## Обязательное задание A
Назовите, сколько строк приведенного ниже списка содержат слово «photo» с учетом регистра. В ответе укажите только число.

## Цитируемый фрагмент
⁂

Два года спустя бестселлером в Польше стала книга Леопольда Тырманда «Злой». Тырманд, точно воспроизведя атмосферу варшавских улиц, притонов и кабаков, погубил свою книжку, героизировав понятие преступления в Польше. Персонажи его романа стреляют друг в друга из пистолетов, устраивают гонки с преследованием на автомобилях, объединяются в банды, создают тайную организацию и так далее. У Тырманда они — преступники высокого класса, на самом же деле польская преступность на такой класс не тянет. Убийство из-за какой-то сотни злотых; пьяная драка за место в очереди перед кинотеатром; кража пары ботинок; мелкие хищения в государственной торговой сети — судите сами, каков он, уровень нашей преступности. Со временем, правда, ситуация несколько изменилась к лучшему: я имею в виду высокопрофессиональные аферы — «мясную», «кожевенную» и «текстильную». Но что поделаешь: любимый актер Тырманда — Хэмфри Богарт. Как и мой.

⁂

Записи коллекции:
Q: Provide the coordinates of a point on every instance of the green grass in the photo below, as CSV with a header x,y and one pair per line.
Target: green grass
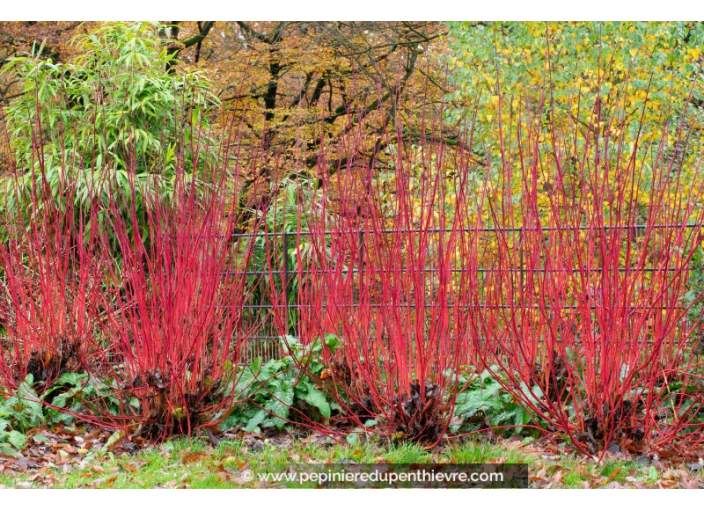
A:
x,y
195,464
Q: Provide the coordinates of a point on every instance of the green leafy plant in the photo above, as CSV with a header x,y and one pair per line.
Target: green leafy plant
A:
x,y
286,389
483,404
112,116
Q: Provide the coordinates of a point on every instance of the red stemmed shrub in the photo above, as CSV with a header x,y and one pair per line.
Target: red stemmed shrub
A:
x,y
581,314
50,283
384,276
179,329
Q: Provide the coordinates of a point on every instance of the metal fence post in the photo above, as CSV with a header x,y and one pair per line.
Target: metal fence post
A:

⁂

## Обязательное задание B
Перепишите полностью и без изменений приведенный выше фрагмент о романе «Злой».

## Готовый ответ A
4

## Готовый ответ B
Два года спустя бестселлером в Польше стала книга Леопольда Тырманда «Злой». Тырманд, точно воспроизведя атмосферу варшавских улиц, притонов и кабаков, погубил свою книжку, героизировав понятие преступления в Польше. Персонажи его романа стреляют друг в друга из пистолетов, устраивают гонки с преследованием на автомобилях, объединяются в банды, создают тайную организацию и так далее. У Тырманда они — преступники высокого класса, на самом же деле польская преступность на такой класс не тянет. Убийство из-за какой-то сотни злотых; пьяная драка за место в очереди перед кинотеатром; кража пары ботинок; мелкие хищения в государственной торговой сети — судите сами, каков он, уровень нашей преступности. Со временем, правда, ситуация несколько изменилась к лучшему: я имею в виду высокопрофессиональные аферы — «мясную», «кожевенную» и «текстильную». Но что поделаешь: любимый актер Тырманда — Хэмфри Богарт. Как и мой.